## Material to process
══════════

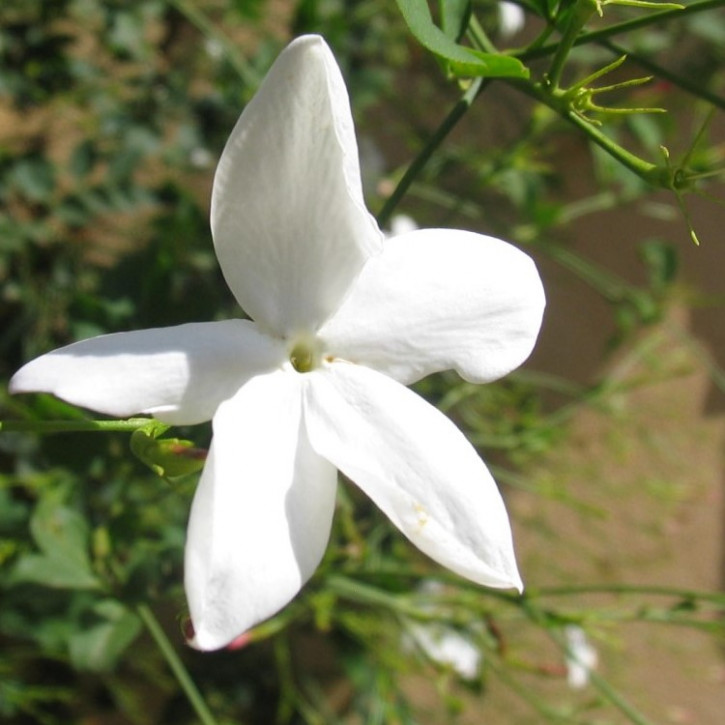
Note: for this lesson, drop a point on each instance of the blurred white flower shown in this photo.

══════════

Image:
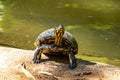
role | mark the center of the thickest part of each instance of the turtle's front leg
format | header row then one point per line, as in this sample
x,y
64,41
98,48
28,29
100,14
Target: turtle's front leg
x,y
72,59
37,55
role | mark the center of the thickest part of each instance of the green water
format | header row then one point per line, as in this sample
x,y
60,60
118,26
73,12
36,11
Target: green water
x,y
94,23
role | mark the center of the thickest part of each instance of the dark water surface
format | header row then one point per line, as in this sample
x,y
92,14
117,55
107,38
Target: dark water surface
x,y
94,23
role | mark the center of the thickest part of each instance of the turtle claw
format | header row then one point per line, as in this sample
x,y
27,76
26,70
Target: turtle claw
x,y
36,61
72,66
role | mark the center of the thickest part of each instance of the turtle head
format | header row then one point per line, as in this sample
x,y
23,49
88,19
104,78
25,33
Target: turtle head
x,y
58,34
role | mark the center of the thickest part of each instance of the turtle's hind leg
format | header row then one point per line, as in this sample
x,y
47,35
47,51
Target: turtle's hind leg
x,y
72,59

══════════

## Required action
Copy each line holding "center" from the material above.

## Task answer
role | mark the center of the thickest part of each instance of the turtle's front leg
role | mark the center of the thickest part of each instance of the green water
role | mark the center of the thickest part of each instance of the dark water surface
role | mark the center of the thickest part of each instance of the turtle claw
role | mark the center of the thickest part of each instance of the turtle head
role | mark the center of the thickest part of each instance of the turtle's hind leg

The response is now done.